• [Required work]: In the records below, swap "one marker per instance" for "a separate marker for each instance" wherever it occurs, and leave every other word and mark untouched.

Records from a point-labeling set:

════════════════════

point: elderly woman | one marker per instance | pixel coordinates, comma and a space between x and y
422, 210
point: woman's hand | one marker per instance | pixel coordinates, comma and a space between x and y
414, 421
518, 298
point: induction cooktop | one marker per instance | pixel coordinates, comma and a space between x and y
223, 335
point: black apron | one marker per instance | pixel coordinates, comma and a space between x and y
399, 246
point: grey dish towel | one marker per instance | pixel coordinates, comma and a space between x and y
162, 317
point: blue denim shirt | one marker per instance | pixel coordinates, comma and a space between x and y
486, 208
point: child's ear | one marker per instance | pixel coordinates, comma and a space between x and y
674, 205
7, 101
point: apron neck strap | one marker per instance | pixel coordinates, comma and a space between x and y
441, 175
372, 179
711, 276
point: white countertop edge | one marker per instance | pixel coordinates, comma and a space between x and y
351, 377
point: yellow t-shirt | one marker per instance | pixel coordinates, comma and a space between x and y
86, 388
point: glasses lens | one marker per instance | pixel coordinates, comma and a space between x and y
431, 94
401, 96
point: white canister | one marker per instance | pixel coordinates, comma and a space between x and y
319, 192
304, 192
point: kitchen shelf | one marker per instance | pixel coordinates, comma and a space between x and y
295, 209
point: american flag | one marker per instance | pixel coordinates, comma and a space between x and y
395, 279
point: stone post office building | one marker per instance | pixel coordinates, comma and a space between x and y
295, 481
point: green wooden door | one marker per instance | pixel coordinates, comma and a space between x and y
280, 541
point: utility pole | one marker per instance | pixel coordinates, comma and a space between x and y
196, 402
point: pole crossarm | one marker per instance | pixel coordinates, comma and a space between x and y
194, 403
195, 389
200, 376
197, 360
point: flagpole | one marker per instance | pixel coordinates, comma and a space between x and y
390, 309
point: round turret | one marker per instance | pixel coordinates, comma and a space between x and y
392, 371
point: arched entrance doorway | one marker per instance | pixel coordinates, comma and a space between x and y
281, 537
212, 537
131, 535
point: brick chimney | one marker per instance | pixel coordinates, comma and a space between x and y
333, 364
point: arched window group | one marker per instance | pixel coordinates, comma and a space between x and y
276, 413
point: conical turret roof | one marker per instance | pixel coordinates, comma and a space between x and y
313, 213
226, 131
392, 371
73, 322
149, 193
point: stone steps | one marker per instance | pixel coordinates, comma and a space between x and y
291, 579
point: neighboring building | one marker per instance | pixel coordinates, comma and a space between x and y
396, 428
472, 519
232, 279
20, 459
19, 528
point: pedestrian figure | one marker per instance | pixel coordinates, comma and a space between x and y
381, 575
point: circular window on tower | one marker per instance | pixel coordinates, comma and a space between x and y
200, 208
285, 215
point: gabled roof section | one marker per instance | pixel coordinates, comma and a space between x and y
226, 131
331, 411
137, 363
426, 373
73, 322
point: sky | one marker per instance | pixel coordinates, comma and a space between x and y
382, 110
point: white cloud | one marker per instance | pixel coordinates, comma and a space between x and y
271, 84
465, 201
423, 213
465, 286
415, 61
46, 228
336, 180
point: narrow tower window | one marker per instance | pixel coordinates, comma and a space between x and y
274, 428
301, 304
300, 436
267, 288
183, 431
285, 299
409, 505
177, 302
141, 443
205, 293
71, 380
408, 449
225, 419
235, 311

════════════════════

• [The answer]:
point: elderly woman | a separate marker for each instance | pixel coordinates, comma and a space between x and y
422, 210
point: woman's hand | a separate marker for each instance | pixel coordinates, comma and a space between x and y
414, 421
518, 298
point: induction cooktop | a separate marker for each instance | pixel coordinates, comma and a space between x and y
223, 335
point: black apron | a separate marker for each instance | pixel coordinates, comma and a space between x and y
399, 246
point: grey dish towel | a separate marker for each instance | pixel coordinates, comma and a space between x and y
162, 317
point: blue denim shirt | a separate marker for each instance | pixel coordinates, comma and a space between x and y
486, 208
point: child's ear | a separate marker for each instance | pixel coordinates, comma and a space between x and y
674, 205
7, 101
point: apron neck strap | a separate marker for each instance | pixel coordinates, comma and a space between x and y
441, 175
372, 179
711, 276
point: white countertop edge | a separate marker for each instance | pixel coordinates, comma and a space between x and y
351, 377
point: yellow t-shirt | a separate marker for each instance | pixel coordinates, comma and a space between x and y
86, 388
point: glasses lens | a separate marker for each instance | pixel coordinates, comma and a space between x and y
431, 94
401, 96
point: white canister | a separate marker for each instance | pixel coordinates, comma and a space between x and y
319, 192
304, 192
point: kitchen shelf | a separate marker for each instance | pixel coordinates, comma and a space between x and y
295, 209
point: american flag | a separate marker for each instance | pixel coordinates, comma and a space between x and y
395, 279
point: stone post office building | a separate marker for each instance | pixel coordinates, comma and a space between x and y
295, 481
point: green wooden door | a separate marker for each instance | pixel coordinates, comma and a space between x and y
280, 541
point: utility pole | a separate marker for each instance | pixel coordinates, comma and a space between x and y
196, 402
point: pole crossarm | a separate marker for each instance | pixel coordinates, comma and a space between x and y
194, 403
195, 389
200, 376
197, 360
point: flagpole | a separate marker for each instance | pixel coordinates, comma and a space between x and y
390, 309
point: round turret | a separate marker for each instance | pixel coordinates, comma and a space between x and y
392, 371
point: arched entrance doorway | a separate marker for each instance | pixel coordinates, comma and a space between x and y
281, 537
212, 537
131, 535
point: brick chimney | a separate marker for each instance | pixel coordinates, comma and a space between x and y
333, 364
point: arched window group | a separate marker for each instance | pixel coordinates, comma and a space between x and y
276, 413
point: conical turret roof | a separate marker for each instance | pixel coordinates, comma and a space between x and y
313, 213
226, 131
392, 371
73, 322
149, 193
point: stone steps | a separate marker for each instance | pixel coordinates, comma and a space between x and y
291, 579
point: neighboring building | a separate marker for each instance | pixel coordinates, comma and a space between x and y
396, 428
472, 519
232, 279
20, 459
19, 528
point: pedestrian figure | a separate marker for each instance | pixel coordinates, comma and a space between x and y
381, 575
point: circular window on tower | a separate marker for each instance | pixel coordinates, comma and a space between x and y
200, 208
285, 215
point: gabled roof section | a separate marker for each instance | pixel coordinates, comma and a space between x and y
226, 131
331, 411
137, 363
426, 373
73, 322
point: sky | a separate marker for each instance | pixel coordinates, comma and a space between x and y
382, 110
point: white cloud | a separate marker for each instance | pixel coordinates, comma and a space between x and y
271, 84
465, 201
423, 213
465, 286
415, 61
46, 228
336, 180
point: narrow tower window | a separate marker for each instance | pixel coordinates, comma and a space between x and y
274, 428
301, 304
300, 436
267, 288
183, 431
285, 299
409, 505
177, 302
141, 443
205, 293
71, 380
408, 449
225, 419
235, 311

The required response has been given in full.